= Problem details =
Repeat the listing in full, word for word.
BEGIN Records for the exercise
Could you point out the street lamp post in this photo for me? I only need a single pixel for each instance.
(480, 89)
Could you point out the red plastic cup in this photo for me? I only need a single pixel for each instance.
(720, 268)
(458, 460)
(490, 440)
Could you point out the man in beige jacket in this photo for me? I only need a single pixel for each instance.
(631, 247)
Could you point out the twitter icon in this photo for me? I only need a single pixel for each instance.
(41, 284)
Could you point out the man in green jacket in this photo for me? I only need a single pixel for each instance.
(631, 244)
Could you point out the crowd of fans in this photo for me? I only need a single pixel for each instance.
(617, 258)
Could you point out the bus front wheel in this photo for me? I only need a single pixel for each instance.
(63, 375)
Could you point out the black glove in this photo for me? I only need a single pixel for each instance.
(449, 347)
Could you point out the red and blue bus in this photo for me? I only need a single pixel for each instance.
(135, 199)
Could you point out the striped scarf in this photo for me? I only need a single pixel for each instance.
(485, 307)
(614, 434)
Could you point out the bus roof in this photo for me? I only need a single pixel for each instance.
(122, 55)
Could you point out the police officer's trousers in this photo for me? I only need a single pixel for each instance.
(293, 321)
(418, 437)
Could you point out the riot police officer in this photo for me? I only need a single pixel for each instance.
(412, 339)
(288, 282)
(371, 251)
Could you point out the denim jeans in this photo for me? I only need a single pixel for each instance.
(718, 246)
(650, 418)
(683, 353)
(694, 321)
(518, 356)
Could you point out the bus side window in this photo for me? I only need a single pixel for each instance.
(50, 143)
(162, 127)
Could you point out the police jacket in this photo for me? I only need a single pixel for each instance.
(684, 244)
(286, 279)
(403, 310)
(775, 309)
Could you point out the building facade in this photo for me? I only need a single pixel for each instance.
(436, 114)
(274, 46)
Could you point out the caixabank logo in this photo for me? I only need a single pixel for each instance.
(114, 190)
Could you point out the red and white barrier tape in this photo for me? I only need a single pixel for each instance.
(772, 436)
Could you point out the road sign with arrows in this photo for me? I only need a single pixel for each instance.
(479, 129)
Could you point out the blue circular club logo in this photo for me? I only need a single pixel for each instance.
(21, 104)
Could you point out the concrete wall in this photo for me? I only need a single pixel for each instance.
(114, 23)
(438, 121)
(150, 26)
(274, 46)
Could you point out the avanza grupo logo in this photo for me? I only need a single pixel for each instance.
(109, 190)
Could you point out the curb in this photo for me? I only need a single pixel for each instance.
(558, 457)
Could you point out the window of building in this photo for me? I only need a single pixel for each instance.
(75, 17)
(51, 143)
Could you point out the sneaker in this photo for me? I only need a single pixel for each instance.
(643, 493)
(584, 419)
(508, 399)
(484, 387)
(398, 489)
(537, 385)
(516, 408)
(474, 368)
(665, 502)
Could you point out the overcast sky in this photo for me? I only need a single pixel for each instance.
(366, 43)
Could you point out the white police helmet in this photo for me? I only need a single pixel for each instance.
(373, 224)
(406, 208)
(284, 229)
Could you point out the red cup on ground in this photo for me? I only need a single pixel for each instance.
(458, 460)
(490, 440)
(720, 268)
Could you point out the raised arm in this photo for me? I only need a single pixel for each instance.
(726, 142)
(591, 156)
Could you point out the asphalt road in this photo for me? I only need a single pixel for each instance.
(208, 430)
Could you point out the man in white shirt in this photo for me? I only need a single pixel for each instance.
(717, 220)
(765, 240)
END Records for the exercise
= Answer to the exercise =
Could you point out the street lamp post in this photo for me? I only need a single pixel for each instance.
(480, 89)
Could you point out the red plastic cup in this photo for me? I only need a single pixel for each instance.
(720, 268)
(458, 460)
(490, 440)
Could you point out the man in beige jacket in this photo for me? I only need a single pixel for each instance.
(631, 247)
Could you point out the twitter icon in this photo for me? I only need a single pixel for each instance.
(41, 284)
Could you point out the man in green jacket in this photo for me? I only need a single pixel for each instance.
(631, 244)
Could you point out the crowd of fans in this photo for me? I only need a single pixel for each instance.
(617, 258)
Could you point out the bus front wheel in this photo for me? I only need a single pixel for each instance.
(63, 375)
Could you point out the black glove in this photo for me? I only need a single pixel for each instance.
(449, 347)
Could you point out the red and blue bus in this photo for me? I only need a single pixel for each instance.
(135, 199)
Could you point out the striped scarf in this photo for me? I only need a single pixel for each instance.
(485, 307)
(614, 434)
Could you point out the bus roof in this photo for me? I only need a single pixel for each instance.
(122, 55)
Could you point out the police officer's trousers in this photo for me? I only need a single pixel for each instance.
(293, 321)
(418, 437)
Could you point out the riot police officer in this photo for me? I only need a single pixel for each instance.
(412, 339)
(288, 282)
(371, 251)
Could you point out the denim jeans in this photo for me? I only need a single pixel for each instance.
(718, 246)
(650, 418)
(683, 353)
(694, 321)
(518, 356)
Could you point out the bus side window in this photo for me? I only need a single pixel for each instance.
(50, 143)
(162, 127)
Could you point out the police jacket in this photo for me? I only need a single pixel for each instance.
(684, 244)
(286, 279)
(403, 310)
(775, 309)
Could you point out the building facade in this photo for me? I only need a single pixel for each instance.
(436, 114)
(274, 46)
Could you point out the caixabank logo in this photo for me? I only need a single pixel for each instance.
(114, 190)
Could you point out the red and white barrier tape in this photo for me? I only need a single pixel for each instance.
(772, 436)
Could you point out the road sign with arrows in this photo for me? I only need a single pixel for each instance.
(479, 129)
Could you point out the blue circular club logo in this photo for me? I only need a single pixel for each instance.
(21, 104)
Could you point out the concrete wall in this photo for me? I only need a single pixel for each instance.
(114, 23)
(438, 121)
(150, 26)
(274, 46)
Could you point out the avanza grupo logo in this photo for me? I only need a single pixel for each instance.
(109, 190)
Could you point out the curb in this photo for me? I only need a single pixel for each instance.
(558, 457)
Could you point out the window of building in this photo for me? I only need a single pixel for each instance.
(75, 17)
(51, 143)
Could you point out the sneaker in this photo for me? I only need a single pixel for each instance.
(643, 493)
(584, 419)
(508, 399)
(484, 387)
(398, 489)
(537, 385)
(516, 408)
(474, 368)
(665, 502)
Could you point out the overcast sky in this photo for me? I only need a single pixel for each instance.
(366, 43)
Could you point out the white police helmet in this photo for me? I only need a single pixel for each instance.
(373, 224)
(406, 208)
(284, 229)
Could you point out the red cup on ground in this photo for me? I only need a single pixel for each instance.
(458, 460)
(490, 440)
(720, 268)
Could you point out the raised arm in this photo for me? I only need a single pixel for each instance.
(726, 142)
(591, 156)
Could you point out the asphalt road in this photo for me? I only need a single pixel for each instance.
(208, 430)
Could you point out the man in white shirt in this photo for me? I only need a single pixel for each instance.
(717, 220)
(765, 240)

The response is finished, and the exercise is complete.